■ Exercise instructions ■
Which lines in the material below contain the word "grass"? Copy each of them.
Top of Provided material
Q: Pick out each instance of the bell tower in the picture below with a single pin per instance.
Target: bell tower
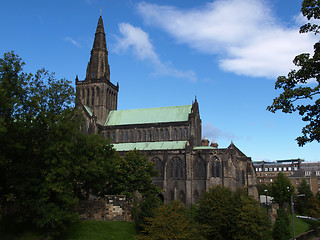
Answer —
(97, 95)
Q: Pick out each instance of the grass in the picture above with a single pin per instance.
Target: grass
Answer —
(300, 226)
(83, 230)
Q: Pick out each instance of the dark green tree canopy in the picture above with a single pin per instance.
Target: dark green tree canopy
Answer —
(301, 88)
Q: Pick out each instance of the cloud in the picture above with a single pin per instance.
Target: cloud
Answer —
(138, 41)
(214, 133)
(74, 42)
(248, 39)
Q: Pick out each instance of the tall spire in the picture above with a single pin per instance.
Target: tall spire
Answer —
(98, 68)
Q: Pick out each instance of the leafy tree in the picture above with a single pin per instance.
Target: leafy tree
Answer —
(171, 221)
(302, 204)
(298, 94)
(281, 190)
(223, 214)
(135, 174)
(46, 163)
(281, 226)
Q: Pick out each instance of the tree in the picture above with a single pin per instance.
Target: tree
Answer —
(281, 190)
(298, 95)
(302, 204)
(281, 226)
(223, 214)
(46, 163)
(171, 221)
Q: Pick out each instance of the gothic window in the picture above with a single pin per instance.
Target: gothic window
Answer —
(88, 96)
(121, 136)
(131, 136)
(92, 96)
(199, 169)
(162, 134)
(98, 95)
(159, 166)
(126, 137)
(215, 168)
(114, 136)
(149, 135)
(144, 135)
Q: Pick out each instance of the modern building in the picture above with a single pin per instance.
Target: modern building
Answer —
(169, 136)
(268, 171)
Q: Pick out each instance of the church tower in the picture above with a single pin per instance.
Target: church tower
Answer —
(96, 94)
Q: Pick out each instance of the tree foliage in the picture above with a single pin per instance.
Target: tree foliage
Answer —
(281, 189)
(299, 95)
(223, 214)
(47, 165)
(171, 221)
(281, 226)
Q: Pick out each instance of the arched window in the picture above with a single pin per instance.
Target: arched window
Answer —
(92, 96)
(88, 96)
(199, 169)
(126, 137)
(98, 95)
(144, 134)
(149, 135)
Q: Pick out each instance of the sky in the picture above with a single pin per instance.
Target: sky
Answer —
(225, 53)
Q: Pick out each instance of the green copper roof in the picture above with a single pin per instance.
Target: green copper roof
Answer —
(149, 115)
(203, 148)
(147, 146)
(88, 109)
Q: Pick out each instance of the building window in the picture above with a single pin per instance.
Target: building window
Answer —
(161, 134)
(149, 135)
(144, 134)
(307, 173)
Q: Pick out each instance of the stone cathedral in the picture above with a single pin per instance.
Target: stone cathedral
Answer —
(170, 137)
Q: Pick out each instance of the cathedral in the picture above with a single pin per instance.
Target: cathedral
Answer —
(170, 137)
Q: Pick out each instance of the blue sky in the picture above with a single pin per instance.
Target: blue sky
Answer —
(227, 53)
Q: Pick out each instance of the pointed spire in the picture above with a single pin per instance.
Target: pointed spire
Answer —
(98, 67)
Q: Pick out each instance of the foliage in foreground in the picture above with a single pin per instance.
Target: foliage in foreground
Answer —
(301, 88)
(47, 165)
(224, 214)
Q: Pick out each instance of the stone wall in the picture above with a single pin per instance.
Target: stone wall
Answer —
(109, 208)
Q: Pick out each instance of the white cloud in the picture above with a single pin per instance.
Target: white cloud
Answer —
(248, 39)
(137, 40)
(74, 42)
(213, 133)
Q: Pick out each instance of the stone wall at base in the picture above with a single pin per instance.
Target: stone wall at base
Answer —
(109, 208)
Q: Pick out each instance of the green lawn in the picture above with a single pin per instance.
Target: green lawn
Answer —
(83, 230)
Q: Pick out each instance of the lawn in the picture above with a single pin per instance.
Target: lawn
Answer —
(83, 230)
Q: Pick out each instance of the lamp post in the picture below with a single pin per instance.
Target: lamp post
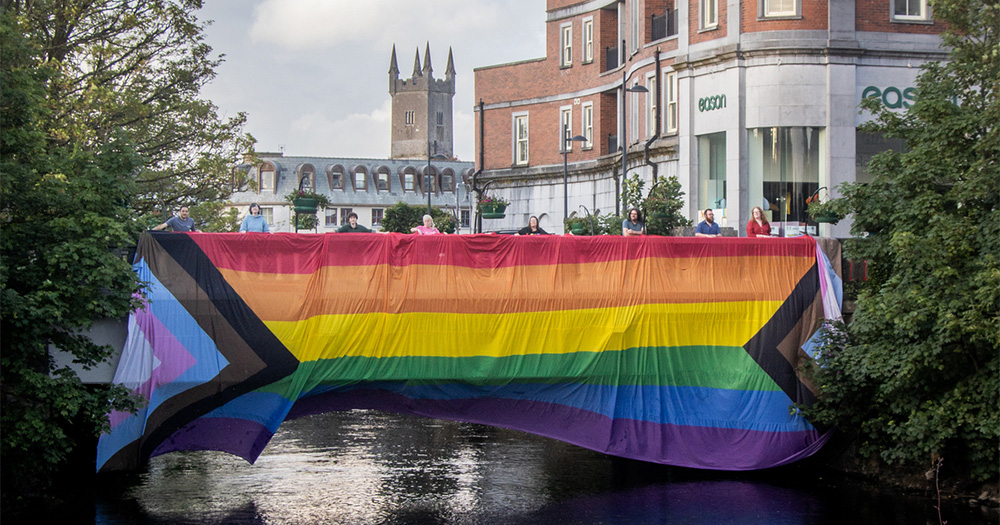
Bottom of Provided material
■ Result of this task ■
Q: Pick out each instance of the grass in the picture above with a single pin per instance.
Target: grass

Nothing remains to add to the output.